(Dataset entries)
Segment Open

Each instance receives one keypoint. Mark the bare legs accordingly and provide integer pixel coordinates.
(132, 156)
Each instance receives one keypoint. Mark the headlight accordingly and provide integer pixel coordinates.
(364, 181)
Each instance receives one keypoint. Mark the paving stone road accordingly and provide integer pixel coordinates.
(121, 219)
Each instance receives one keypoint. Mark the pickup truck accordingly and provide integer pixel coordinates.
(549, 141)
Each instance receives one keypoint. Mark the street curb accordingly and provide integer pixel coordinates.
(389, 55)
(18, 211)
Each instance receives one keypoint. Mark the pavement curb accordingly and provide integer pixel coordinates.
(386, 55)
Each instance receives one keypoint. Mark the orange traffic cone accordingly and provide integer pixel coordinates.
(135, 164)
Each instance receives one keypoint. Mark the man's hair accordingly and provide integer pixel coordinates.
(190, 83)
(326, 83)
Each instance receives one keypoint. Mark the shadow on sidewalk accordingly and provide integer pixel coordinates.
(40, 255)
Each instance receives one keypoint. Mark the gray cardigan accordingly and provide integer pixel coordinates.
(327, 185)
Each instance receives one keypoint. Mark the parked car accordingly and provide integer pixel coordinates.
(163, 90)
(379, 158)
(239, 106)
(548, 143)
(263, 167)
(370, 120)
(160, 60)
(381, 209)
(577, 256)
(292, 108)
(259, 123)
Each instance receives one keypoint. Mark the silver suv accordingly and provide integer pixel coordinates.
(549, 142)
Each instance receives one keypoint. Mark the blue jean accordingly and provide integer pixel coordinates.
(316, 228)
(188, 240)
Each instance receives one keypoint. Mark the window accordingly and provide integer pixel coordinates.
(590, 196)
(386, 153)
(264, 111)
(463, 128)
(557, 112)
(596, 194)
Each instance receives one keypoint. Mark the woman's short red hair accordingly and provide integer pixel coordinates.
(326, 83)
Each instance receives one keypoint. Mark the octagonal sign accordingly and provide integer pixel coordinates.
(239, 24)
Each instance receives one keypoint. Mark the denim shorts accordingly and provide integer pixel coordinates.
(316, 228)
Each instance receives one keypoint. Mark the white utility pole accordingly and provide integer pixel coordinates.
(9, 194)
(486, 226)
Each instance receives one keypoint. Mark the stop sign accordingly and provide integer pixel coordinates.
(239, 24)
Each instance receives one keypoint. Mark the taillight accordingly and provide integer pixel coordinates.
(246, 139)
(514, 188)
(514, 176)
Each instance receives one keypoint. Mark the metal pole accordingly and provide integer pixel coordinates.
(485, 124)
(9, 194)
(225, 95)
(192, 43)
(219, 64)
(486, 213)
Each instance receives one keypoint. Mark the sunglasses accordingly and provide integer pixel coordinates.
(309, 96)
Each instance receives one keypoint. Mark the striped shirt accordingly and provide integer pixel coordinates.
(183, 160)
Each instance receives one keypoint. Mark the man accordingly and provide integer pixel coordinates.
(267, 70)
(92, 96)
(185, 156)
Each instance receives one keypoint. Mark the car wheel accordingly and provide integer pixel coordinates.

Segment Closed

■ **What is required**:
Only the lines from the one that contains "Each instance receives one keypoint. Mark the white" to the end of the data should be output, exactly as they appear.

■ **Solution**:
Each instance receives one keypoint. Mark the white utility pole accordingly and provide integer pixel coordinates.
(9, 194)
(486, 226)
Each instance receives one keypoint. Mark the stop sign accordingly and provide integer pixel coordinates.
(239, 24)
Each instance receives one keypoint. Mark the taillight accordingly and provide integer pixel coordinates.
(246, 139)
(514, 188)
(514, 176)
Each instance receives one keypoint. Mark the metal pole accordingly and provide integer pixel coordinates.
(485, 124)
(9, 194)
(225, 95)
(192, 43)
(219, 64)
(486, 213)
Each instance receives one keypoint. Mark the sunglasses accordingly and provide integer pixel coordinates.
(309, 96)
Each instance receives one keypoint. Mark the striped shirt accordingly and provide integer pixel coordinates.
(183, 160)
Each instance receives one keypoint. Mark the man accordingly and provide integer pixel coordinates.
(267, 70)
(92, 96)
(185, 156)
Each instance receives one keypoint. Mark the car wheel accordingly and provide integer pixel coordinates.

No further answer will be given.